Brano di lettura:
((
Hunter Biden e Burisma
Facendo un passo indietro, gli Stati Uniti (così come tutta la NATO) offrono regolarmente aiuti militari all’Ucraina dal 2014, anno d’inizio della crisi scoppiata nella parte orientale della Russia che coinvolge, oltre al governo di Kiev, i separatisti delle repubbliche del Donbass e la Russia che li supporta più o meno direttamente. Nello stesso anno il figlio di Biden, Hunter, entrò a far parte del consiglio di amministrazione di Burisma, al tempo la più grande compagnia privata di estrazione di gas in Ucraina. L’azienda era sotto inchiesta dal 2012 per sospetto riciclaggio di denaro sporco, evasione fiscale e corruzione.
Nel 2015 entrò in gioco come nuovo procuratore generale Viktor Shokin. Le investigazioni su Burisma giunsero a un punto morto, tanto che la stessa amministrazione Obama ai tempi considerò di lanciare una propria inchiesta sull’azienda ucraina, in quanto alcune questioni legate al riciclaggio di denaro andavano a interessare la giurisdizione degli Stati Uniti. L’anno seguente lo stesso vicepresidente Biden chiese il rimpiazzo di Shokin in quanto questa inchiesta, così come altre, era rimasta sostanzialmente bloccata da quasi due anni. Per calcare la mano sul governo ucraino venne usato un prestito da un miliardo di dollari che, in caso di mancata rimozione di Shokin, sarebbe stato trattenuto.
))
Da fare:
• a. Rispondi alle seguenti domande sul brano su Hunter Biden e Burisma:
(i) Da quale anno Burisma era sotto inchiesta?
(ii) Chi entrò in gioco nel 2015 come nuovo procuratore generale?
(iii) A quanto ammontava il prestito usato per fare pressione sul governo ucraino?
• b. Riscrivi sotto forma di elenco il paragrafo del brano su Hunter Biden e Burisma che inizia con "Nel 2015 entrò in gioco", mantenendone i fatti principali.
I record provengono da una fonte diversa.

Record mostrati:
((
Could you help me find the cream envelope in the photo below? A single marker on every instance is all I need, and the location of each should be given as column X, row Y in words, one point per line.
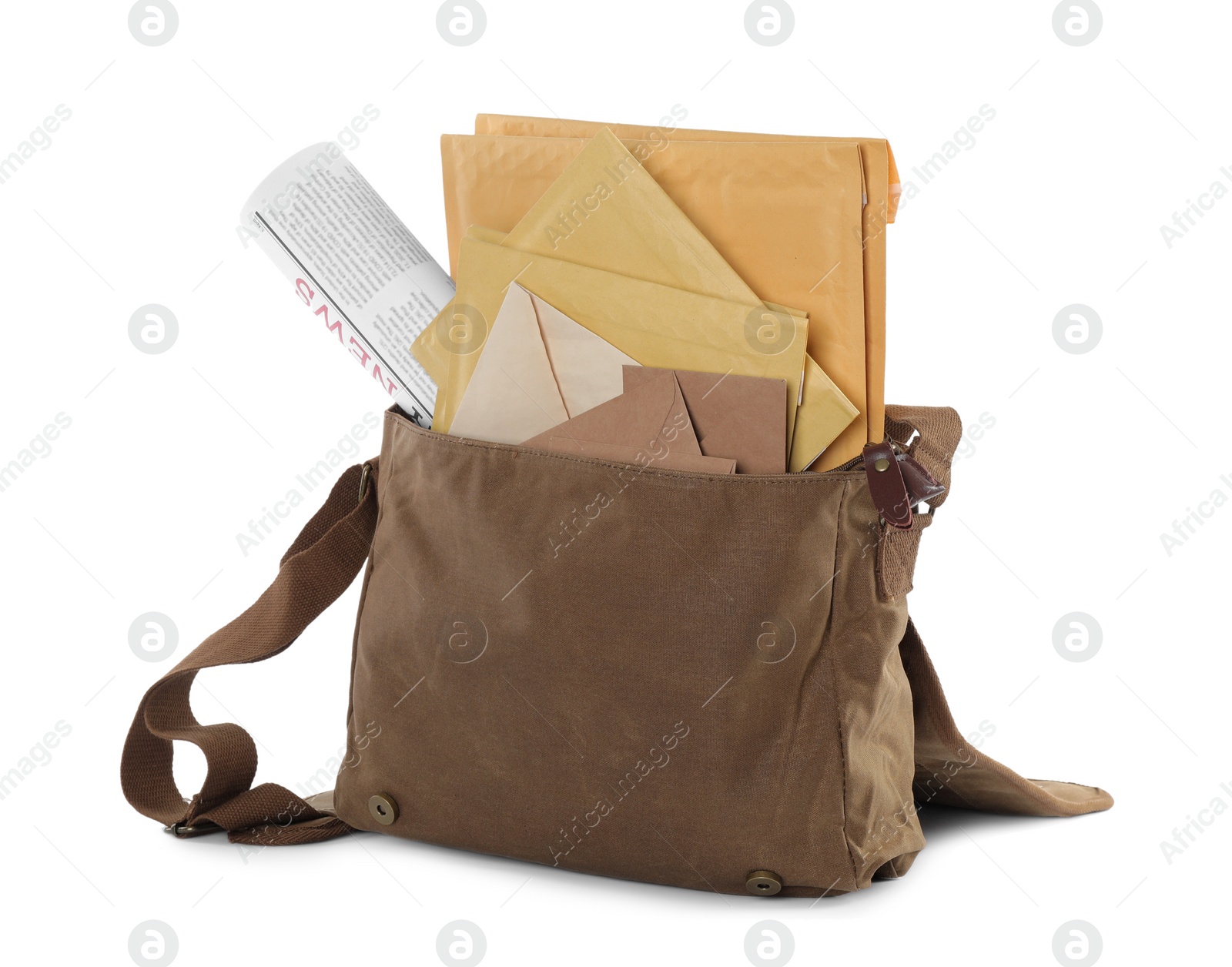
column 656, row 326
column 537, row 369
column 648, row 425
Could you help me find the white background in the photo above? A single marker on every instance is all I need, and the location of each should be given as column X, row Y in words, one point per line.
column 1059, row 508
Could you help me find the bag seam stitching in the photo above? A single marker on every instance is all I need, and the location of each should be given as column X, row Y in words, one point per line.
column 838, row 716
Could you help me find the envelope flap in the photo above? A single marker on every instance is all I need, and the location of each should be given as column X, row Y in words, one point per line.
column 513, row 392
column 588, row 369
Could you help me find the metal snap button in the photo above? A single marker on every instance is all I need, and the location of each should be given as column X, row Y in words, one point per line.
column 385, row 810
column 763, row 884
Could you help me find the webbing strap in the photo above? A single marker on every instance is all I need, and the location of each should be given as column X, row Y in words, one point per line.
column 318, row 567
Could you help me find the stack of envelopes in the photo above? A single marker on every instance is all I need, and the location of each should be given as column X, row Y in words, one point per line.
column 801, row 221
column 607, row 248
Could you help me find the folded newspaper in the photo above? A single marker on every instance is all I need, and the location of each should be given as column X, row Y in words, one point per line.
column 353, row 262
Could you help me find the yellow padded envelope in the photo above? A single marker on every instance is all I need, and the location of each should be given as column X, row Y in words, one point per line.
column 657, row 326
column 882, row 186
column 607, row 212
column 792, row 215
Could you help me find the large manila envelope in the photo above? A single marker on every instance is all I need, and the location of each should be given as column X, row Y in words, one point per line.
column 738, row 417
column 537, row 369
column 757, row 228
column 656, row 326
column 647, row 425
column 882, row 188
column 605, row 211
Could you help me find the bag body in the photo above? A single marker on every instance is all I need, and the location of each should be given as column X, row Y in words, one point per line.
column 689, row 679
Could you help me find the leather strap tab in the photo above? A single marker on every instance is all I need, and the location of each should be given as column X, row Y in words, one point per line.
column 886, row 484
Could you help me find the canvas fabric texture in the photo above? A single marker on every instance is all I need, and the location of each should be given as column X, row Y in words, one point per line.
column 658, row 675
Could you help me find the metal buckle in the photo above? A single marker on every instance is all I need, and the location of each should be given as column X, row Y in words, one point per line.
column 182, row 831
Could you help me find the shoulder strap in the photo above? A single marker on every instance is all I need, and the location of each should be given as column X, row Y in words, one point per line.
column 318, row 567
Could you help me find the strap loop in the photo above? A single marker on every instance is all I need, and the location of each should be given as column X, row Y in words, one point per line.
column 318, row 567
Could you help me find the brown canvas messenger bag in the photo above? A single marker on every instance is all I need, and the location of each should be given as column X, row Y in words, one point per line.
column 691, row 679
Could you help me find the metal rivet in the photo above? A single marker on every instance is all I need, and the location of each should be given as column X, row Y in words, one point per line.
column 385, row 810
column 763, row 884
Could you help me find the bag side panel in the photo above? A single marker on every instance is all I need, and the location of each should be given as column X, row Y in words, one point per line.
column 876, row 724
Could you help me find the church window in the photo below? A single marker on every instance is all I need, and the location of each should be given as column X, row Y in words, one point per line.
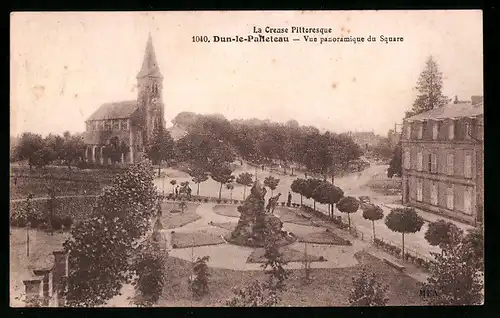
column 125, row 124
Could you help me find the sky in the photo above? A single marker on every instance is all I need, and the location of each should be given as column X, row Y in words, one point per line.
column 65, row 65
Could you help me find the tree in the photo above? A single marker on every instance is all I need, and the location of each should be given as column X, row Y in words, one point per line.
column 173, row 183
column 182, row 206
column 429, row 87
column 455, row 277
column 441, row 233
column 395, row 166
column 309, row 186
column 256, row 294
column 73, row 149
column 373, row 213
column 223, row 175
column 404, row 220
column 161, row 146
column 348, row 205
column 246, row 180
column 368, row 291
column 100, row 247
column 199, row 280
column 199, row 175
column 298, row 186
column 272, row 183
column 151, row 273
column 43, row 157
column 230, row 187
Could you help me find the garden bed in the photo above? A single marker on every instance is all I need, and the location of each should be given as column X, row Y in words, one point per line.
column 329, row 287
column 198, row 238
column 289, row 255
column 174, row 220
column 226, row 210
column 289, row 216
column 325, row 237
column 226, row 225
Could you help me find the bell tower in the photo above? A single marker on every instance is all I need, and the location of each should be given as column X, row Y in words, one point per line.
column 149, row 97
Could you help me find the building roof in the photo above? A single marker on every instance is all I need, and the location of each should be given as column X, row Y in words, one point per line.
column 149, row 64
column 450, row 111
column 114, row 110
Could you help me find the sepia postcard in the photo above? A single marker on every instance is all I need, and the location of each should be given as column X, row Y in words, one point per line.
column 246, row 159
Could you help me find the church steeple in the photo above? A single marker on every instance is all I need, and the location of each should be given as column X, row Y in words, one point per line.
column 150, row 66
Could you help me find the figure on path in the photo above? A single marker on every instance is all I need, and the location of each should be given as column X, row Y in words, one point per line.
column 271, row 204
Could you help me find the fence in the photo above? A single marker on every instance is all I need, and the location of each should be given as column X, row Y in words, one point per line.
column 46, row 287
column 387, row 245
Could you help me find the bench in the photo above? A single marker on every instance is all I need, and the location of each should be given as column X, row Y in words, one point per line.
column 305, row 216
column 394, row 264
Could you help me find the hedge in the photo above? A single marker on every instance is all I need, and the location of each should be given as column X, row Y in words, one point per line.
column 68, row 211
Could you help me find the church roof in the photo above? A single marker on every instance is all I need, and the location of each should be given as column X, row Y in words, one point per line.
column 451, row 111
column 115, row 110
column 149, row 64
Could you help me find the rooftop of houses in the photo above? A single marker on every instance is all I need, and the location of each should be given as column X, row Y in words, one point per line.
column 473, row 108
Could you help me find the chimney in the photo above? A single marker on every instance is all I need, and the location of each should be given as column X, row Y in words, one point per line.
column 476, row 99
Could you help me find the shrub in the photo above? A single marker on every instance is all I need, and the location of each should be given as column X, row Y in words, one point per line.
column 67, row 221
column 56, row 222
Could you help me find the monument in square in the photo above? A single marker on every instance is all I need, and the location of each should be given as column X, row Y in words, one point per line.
column 256, row 222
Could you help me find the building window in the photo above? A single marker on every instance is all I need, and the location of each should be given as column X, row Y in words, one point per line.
))
Risposte attese:
• a.
(i) Dal 2012.
(ii) Viktor Shokin.
(iii) Un miliardo di dollari.

• b.
- Nel 2015 Viktor Shokin diventò il nuovo procuratore generale.
- Le indagini su Burisma arrivarono a un punto morto.
- L'amministrazione Obama valutò di avviare una propria inchiesta, perché alcune questioni di riciclaggio riguardavano la giurisdizione degli Stati Uniti.
- L'anno seguente il vicepresidente Biden chiese di sostituire Shokin, perché questa e altre inchieste erano bloccate da quasi due anni.
- Per fare pressione sul governo ucraino fu usato un prestito da un miliardo di dollari, che sarebbe stato trattenuto se Shokin non fosse stato rimosso.